Document text ▸
Vicky is a Communicable diseases Pharmacist in Sheffield. In this blog, she tells the story of working in Ifakara, an experience that will stick with her forever.
“From 2003 to 2006 I worked as a pharmacist with Voluntary Service Overseas in a rural hospital in Ifakara, Southern Tanzania. I faced many difficulties, not least the lack of access to basic, lifesaving medicines.
Often this was due to lack of money, either in the hospital or with the patients themselves. If prescribed an injection, the patient paid for the medicine, syringe, needle and water for dilution! This frequently led to the situation where the drug was in stock, but the patient couldn’t afford to buy it. Fortunately the hospital subsidised many patients, but this put an enormous strain on finances, creating the vicious circle of no money to buy drugs, no drugs to sell to make money etc. It was a constant struggle to keep the pharmacy stocked.
Although assured I’d get used to drugs being out of stock, I never did, and one incident particularly sticks in my mind. Every morning clinical staff sat together to discuss the previous 24 hours, and unfortunately this often centered around patients who had died. On this occasion this involved a child who had been bitten by a rabid dog. We didn’t have the rabies vaccine in pharmacy because, at US$13 per dose and 5 doses per patient, it was decided that the hospital just couldn’t afford to buy it and supply to patients who undoubtedly wouldn’t have been able to pay. The result was that the child died.

Work instructions ▸
How would you continue the pharmacist's account of working in a Tanzanian hospital, starting right after its last sentence? The records that come next are drawn from a separate source.

Image-grounded pointing data:
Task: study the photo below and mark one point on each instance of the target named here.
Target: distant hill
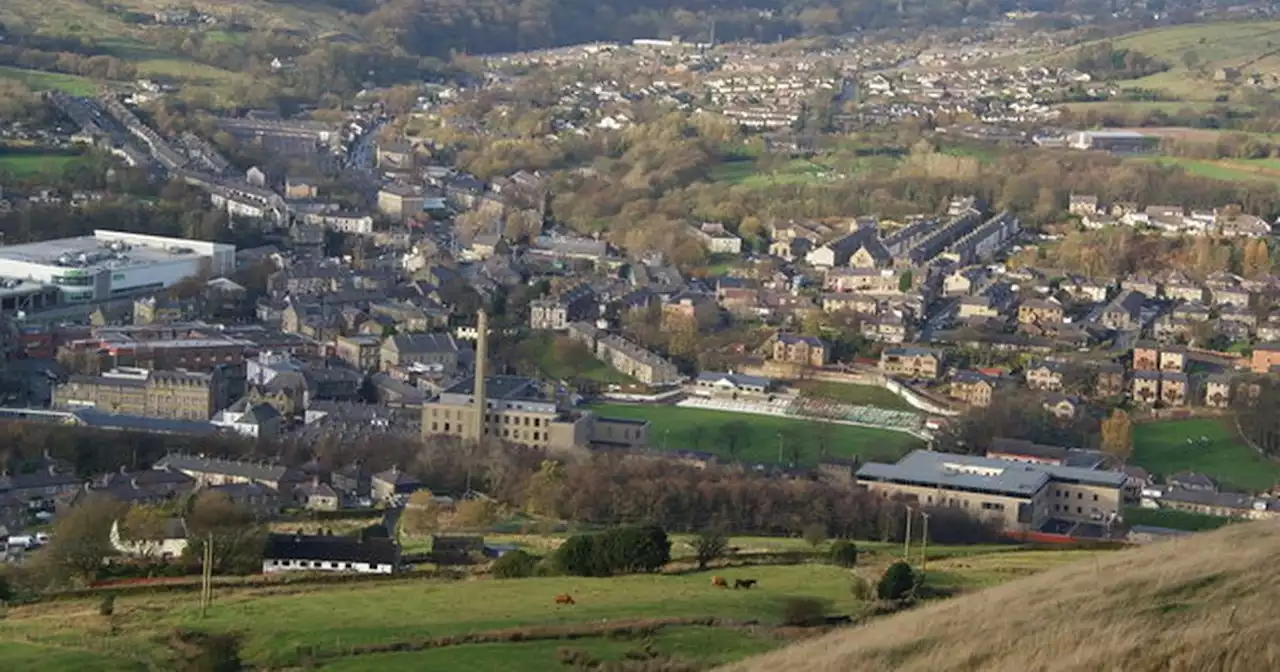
(1198, 603)
(1194, 53)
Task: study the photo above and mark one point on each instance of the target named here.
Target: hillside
(1196, 603)
(1248, 46)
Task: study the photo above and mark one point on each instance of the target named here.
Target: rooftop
(499, 387)
(983, 474)
(97, 252)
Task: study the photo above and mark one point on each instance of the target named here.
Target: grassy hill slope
(1251, 46)
(1197, 603)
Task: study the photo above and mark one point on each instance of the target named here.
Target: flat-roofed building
(1015, 496)
(177, 394)
(110, 264)
(731, 385)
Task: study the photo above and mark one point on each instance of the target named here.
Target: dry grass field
(1200, 603)
(287, 626)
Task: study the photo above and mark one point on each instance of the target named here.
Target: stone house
(910, 362)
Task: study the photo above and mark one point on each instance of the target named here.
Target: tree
(145, 526)
(803, 612)
(234, 530)
(904, 282)
(844, 553)
(1118, 435)
(577, 556)
(515, 565)
(622, 549)
(1257, 259)
(81, 539)
(814, 534)
(421, 513)
(709, 545)
(474, 513)
(896, 583)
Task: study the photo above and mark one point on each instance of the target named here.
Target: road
(936, 320)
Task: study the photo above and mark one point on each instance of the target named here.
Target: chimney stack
(481, 371)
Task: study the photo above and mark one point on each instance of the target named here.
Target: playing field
(297, 626)
(855, 394)
(1226, 170)
(45, 81)
(23, 165)
(1162, 448)
(748, 174)
(698, 429)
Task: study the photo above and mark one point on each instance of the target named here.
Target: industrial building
(517, 410)
(1015, 496)
(110, 264)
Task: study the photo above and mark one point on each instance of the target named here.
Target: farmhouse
(327, 553)
(731, 385)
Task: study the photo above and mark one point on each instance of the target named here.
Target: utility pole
(906, 538)
(924, 542)
(206, 576)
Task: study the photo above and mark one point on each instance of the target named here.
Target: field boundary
(565, 632)
(694, 403)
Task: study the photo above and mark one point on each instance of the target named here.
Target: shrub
(803, 612)
(814, 534)
(709, 545)
(579, 556)
(625, 549)
(844, 553)
(897, 581)
(547, 567)
(641, 549)
(863, 590)
(515, 565)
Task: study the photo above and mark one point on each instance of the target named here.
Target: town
(862, 315)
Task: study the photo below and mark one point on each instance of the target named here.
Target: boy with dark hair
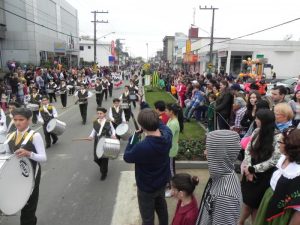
(46, 113)
(101, 128)
(160, 107)
(152, 166)
(33, 149)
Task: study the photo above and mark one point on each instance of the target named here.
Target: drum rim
(10, 157)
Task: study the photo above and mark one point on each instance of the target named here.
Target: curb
(191, 164)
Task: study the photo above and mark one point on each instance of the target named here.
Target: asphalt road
(71, 191)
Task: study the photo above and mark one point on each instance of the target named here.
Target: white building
(103, 51)
(30, 42)
(282, 56)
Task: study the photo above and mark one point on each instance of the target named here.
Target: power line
(250, 34)
(38, 24)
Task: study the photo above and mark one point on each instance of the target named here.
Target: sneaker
(168, 193)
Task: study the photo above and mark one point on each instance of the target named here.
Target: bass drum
(123, 131)
(108, 148)
(16, 183)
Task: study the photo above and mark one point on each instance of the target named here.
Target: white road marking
(126, 210)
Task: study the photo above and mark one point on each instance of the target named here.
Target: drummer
(9, 118)
(83, 94)
(101, 128)
(125, 99)
(35, 98)
(34, 150)
(116, 113)
(46, 113)
(51, 90)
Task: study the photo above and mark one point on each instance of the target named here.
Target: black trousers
(99, 99)
(102, 162)
(51, 97)
(71, 91)
(105, 93)
(34, 116)
(83, 111)
(48, 135)
(63, 98)
(28, 216)
(110, 90)
(127, 113)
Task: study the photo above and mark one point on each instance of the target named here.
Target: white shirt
(102, 122)
(290, 172)
(110, 115)
(3, 127)
(54, 113)
(37, 141)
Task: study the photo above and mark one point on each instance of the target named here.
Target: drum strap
(101, 128)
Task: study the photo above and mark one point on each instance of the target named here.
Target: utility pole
(95, 21)
(211, 34)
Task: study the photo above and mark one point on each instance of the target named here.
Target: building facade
(168, 49)
(277, 56)
(39, 38)
(103, 51)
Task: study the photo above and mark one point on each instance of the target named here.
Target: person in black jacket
(223, 106)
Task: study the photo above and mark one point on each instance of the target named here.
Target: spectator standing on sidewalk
(152, 166)
(223, 106)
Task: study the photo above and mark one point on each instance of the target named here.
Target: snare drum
(133, 97)
(108, 148)
(32, 107)
(124, 105)
(50, 91)
(16, 183)
(56, 126)
(123, 131)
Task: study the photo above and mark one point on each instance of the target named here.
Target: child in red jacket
(183, 186)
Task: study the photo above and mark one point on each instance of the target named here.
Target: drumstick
(80, 139)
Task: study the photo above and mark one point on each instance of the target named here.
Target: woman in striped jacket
(222, 198)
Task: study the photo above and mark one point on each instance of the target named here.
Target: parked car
(289, 84)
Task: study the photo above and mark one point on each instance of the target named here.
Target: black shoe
(54, 141)
(103, 176)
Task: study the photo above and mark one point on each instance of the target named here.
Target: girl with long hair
(175, 123)
(261, 156)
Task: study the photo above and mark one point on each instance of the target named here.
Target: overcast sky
(140, 21)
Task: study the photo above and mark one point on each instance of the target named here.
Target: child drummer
(101, 128)
(34, 150)
(46, 113)
(116, 113)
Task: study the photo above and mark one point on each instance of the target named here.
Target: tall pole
(147, 51)
(95, 21)
(211, 34)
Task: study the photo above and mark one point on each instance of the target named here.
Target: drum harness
(29, 135)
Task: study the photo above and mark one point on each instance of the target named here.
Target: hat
(235, 87)
(240, 101)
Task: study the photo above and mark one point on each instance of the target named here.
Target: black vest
(35, 100)
(125, 98)
(28, 146)
(82, 97)
(46, 117)
(98, 88)
(117, 116)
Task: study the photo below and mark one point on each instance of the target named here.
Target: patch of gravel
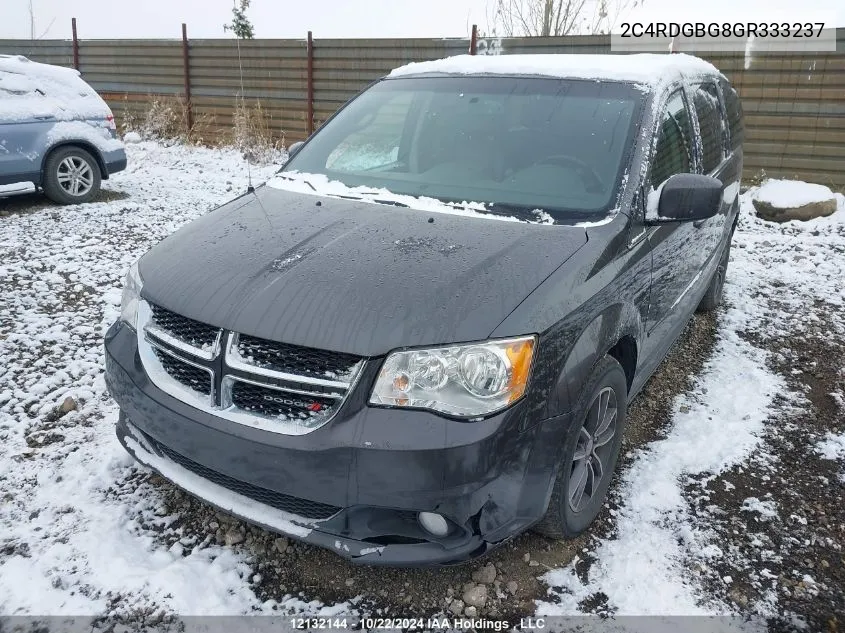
(780, 519)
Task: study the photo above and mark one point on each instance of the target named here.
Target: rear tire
(71, 176)
(589, 454)
(713, 297)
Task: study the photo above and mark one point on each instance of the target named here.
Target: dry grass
(251, 132)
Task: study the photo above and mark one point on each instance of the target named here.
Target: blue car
(56, 133)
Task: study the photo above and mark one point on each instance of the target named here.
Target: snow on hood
(320, 185)
(648, 69)
(29, 89)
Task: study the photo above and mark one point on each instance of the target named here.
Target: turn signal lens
(471, 380)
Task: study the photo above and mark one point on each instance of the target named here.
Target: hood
(351, 276)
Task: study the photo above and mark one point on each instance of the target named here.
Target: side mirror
(685, 197)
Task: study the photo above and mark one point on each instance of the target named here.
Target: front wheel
(71, 176)
(589, 454)
(713, 297)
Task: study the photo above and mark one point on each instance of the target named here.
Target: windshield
(511, 143)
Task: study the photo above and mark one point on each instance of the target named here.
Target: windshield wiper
(313, 188)
(393, 203)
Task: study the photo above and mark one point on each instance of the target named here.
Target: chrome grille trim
(160, 377)
(229, 378)
(156, 333)
(220, 405)
(236, 361)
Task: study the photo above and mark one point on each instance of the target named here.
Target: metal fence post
(75, 44)
(186, 61)
(309, 123)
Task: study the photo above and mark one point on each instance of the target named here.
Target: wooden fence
(794, 103)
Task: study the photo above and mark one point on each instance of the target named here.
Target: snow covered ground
(81, 525)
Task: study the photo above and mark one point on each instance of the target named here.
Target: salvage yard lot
(730, 498)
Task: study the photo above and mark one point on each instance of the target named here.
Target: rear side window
(734, 112)
(674, 143)
(708, 108)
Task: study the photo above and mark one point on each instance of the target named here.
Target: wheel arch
(616, 331)
(86, 145)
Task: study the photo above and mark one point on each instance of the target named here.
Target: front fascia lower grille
(240, 390)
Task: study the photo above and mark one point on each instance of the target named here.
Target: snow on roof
(30, 89)
(649, 69)
(787, 194)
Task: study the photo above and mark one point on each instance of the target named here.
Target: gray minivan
(55, 132)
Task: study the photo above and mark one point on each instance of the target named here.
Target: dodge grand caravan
(55, 132)
(421, 336)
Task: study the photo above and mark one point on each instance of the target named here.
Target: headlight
(470, 380)
(131, 296)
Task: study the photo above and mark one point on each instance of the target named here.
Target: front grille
(286, 503)
(243, 378)
(192, 377)
(279, 404)
(187, 330)
(293, 359)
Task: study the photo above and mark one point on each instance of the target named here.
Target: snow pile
(29, 89)
(647, 69)
(832, 447)
(786, 194)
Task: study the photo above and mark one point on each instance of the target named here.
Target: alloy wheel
(593, 452)
(75, 176)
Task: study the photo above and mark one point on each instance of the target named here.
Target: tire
(567, 515)
(713, 297)
(71, 176)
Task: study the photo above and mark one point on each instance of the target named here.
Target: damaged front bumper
(297, 527)
(360, 481)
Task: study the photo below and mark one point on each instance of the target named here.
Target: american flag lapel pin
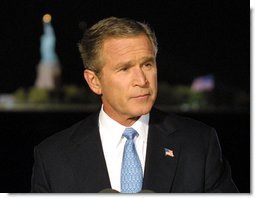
(169, 152)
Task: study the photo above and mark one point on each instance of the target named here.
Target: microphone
(108, 190)
(147, 191)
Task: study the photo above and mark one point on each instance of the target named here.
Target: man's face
(128, 78)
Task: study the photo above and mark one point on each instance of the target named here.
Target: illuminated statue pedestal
(48, 76)
(48, 71)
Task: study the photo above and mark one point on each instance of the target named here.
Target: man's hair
(91, 43)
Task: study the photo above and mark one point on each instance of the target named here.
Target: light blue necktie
(131, 170)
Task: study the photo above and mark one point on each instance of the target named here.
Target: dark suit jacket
(73, 160)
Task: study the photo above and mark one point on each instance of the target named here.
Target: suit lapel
(87, 158)
(159, 168)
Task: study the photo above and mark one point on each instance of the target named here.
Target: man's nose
(140, 78)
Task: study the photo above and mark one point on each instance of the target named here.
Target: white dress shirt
(113, 144)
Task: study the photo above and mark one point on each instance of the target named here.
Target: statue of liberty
(48, 42)
(48, 73)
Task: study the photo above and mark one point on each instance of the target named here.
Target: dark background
(195, 38)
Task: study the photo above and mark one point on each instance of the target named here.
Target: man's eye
(148, 65)
(124, 69)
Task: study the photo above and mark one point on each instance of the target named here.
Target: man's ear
(93, 81)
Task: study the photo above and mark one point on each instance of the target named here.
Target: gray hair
(91, 43)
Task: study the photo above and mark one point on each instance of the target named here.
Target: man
(129, 146)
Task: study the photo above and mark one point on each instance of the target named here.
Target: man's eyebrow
(130, 63)
(148, 59)
(123, 64)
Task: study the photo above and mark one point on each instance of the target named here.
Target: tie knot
(130, 133)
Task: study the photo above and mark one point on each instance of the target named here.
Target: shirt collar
(112, 130)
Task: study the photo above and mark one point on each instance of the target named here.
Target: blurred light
(47, 18)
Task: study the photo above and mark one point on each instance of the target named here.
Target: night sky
(196, 38)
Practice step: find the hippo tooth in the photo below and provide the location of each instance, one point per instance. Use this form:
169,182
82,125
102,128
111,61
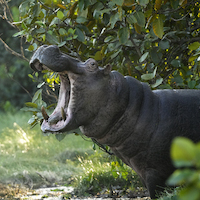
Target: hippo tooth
44,114
63,114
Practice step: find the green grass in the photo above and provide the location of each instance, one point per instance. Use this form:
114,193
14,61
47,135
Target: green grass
29,158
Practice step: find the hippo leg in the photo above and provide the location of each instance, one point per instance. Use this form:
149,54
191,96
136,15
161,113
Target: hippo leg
154,183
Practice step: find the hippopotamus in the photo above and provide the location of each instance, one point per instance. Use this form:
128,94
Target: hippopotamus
138,124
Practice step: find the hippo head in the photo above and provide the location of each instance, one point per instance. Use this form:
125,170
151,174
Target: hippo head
82,85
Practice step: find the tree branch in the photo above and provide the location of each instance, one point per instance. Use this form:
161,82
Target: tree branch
12,51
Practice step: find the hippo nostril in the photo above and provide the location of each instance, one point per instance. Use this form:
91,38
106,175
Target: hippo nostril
63,114
54,119
44,114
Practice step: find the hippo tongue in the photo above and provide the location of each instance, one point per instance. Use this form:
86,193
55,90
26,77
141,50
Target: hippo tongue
61,118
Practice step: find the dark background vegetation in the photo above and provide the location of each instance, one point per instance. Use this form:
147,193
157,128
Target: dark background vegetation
155,41
16,87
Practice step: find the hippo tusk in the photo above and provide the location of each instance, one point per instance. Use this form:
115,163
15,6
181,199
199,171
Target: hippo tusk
44,114
63,114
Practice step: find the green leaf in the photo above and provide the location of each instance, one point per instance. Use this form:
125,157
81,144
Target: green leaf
155,56
149,76
140,18
182,152
19,33
40,85
192,84
62,44
118,2
143,2
37,95
62,31
158,26
123,35
176,63
81,20
194,46
143,57
32,47
30,104
157,83
108,39
164,44
131,19
114,18
52,39
60,15
81,36
98,55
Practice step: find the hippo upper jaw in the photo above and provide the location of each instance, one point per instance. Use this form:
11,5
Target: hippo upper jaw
61,119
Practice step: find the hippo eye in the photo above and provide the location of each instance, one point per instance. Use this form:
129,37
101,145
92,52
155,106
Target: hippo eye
93,65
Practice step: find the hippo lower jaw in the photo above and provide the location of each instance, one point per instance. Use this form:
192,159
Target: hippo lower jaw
61,119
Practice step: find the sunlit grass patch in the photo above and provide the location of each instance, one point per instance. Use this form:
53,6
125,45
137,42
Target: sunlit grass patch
103,175
29,158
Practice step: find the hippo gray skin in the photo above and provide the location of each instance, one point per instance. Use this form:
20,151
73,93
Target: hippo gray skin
136,123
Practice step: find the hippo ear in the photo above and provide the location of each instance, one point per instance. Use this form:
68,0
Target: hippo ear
107,69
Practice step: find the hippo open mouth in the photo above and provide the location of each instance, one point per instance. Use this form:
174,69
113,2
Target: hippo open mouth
50,58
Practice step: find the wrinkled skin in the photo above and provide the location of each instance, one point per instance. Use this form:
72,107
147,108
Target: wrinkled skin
121,112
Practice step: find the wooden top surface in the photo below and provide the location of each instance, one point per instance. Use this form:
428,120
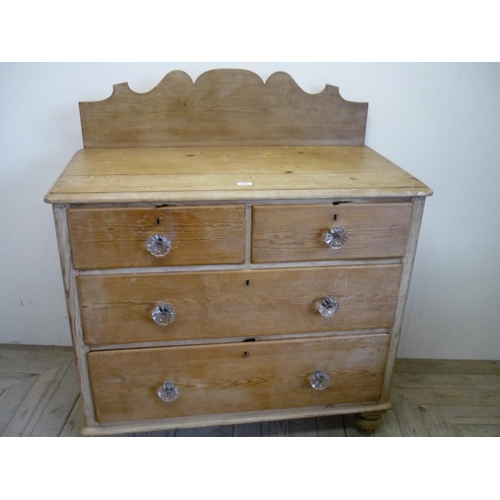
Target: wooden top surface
231,174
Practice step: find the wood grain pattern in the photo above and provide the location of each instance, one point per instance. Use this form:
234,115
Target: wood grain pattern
201,174
116,237
223,107
288,233
117,308
274,375
20,366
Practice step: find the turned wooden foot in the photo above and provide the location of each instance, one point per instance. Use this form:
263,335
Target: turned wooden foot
369,421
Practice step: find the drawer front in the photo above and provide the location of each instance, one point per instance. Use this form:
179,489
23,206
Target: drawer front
288,233
117,237
118,308
216,379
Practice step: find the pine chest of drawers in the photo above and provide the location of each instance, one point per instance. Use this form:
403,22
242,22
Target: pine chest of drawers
232,252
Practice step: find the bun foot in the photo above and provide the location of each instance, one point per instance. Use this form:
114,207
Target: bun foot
369,421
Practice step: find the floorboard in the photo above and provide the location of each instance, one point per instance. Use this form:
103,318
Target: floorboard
39,396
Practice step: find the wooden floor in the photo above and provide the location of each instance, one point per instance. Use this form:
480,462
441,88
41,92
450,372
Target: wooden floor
39,396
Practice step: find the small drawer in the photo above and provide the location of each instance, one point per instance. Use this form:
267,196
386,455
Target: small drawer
238,377
119,308
125,237
289,233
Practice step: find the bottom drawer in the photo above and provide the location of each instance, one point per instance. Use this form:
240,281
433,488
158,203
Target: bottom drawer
228,378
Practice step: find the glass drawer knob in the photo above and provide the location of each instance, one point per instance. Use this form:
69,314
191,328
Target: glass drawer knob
163,314
158,245
336,238
168,392
320,380
328,306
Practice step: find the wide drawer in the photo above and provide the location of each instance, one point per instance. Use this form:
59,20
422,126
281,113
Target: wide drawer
118,308
287,233
117,237
216,379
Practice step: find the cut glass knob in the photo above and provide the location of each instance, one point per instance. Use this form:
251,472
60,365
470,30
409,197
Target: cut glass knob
163,314
336,238
328,306
168,392
320,380
158,245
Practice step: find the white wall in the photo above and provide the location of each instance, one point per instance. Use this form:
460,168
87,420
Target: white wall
441,122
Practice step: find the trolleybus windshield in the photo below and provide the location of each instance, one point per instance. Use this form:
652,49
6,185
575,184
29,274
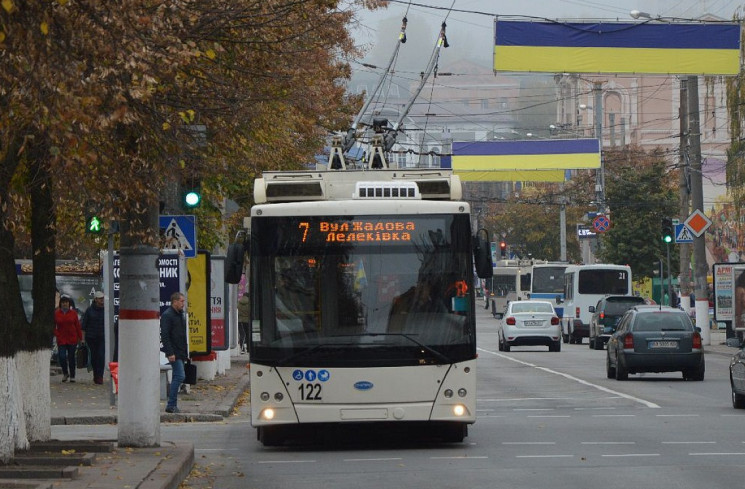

Exercise answer ▸
When buying medicines in such a restricted environment, the needs of individuals must be balanced against the needs of the general population. For the cost of treating the little girl with rabies, the hospital could purchase 30,000 paracetamol tablets or 4,000 anti-biotic tablets. Far more patients could benefit from these, but that is no comfort to the family of that little girl. Decisions like these are made every day in health facilities in the developing world, but they shouldn’t have to be made. Access to good quality health care is a basic human right, but one which many people in countries such as Tanzania don’t have.
When discussing a topic such as this, the issue of drug donations crops up. While the intention is undoubtedly to help, often donations are of inappropriate medicines, which may be out of date or in too small a quantity to be of use. The key factor is responsible drug donations. If the medicines are carefully selected to respond to the common diseases in the recipient country and are of good quality and sufficient quantity, they can help to ease strain on budgets. If our hospital had received the paracetamol or antibiotics via a donation scheme such as Intercare, then maybe we would have been able to spend the money saved on keeping one or two treatment courses for rabies in the hospital.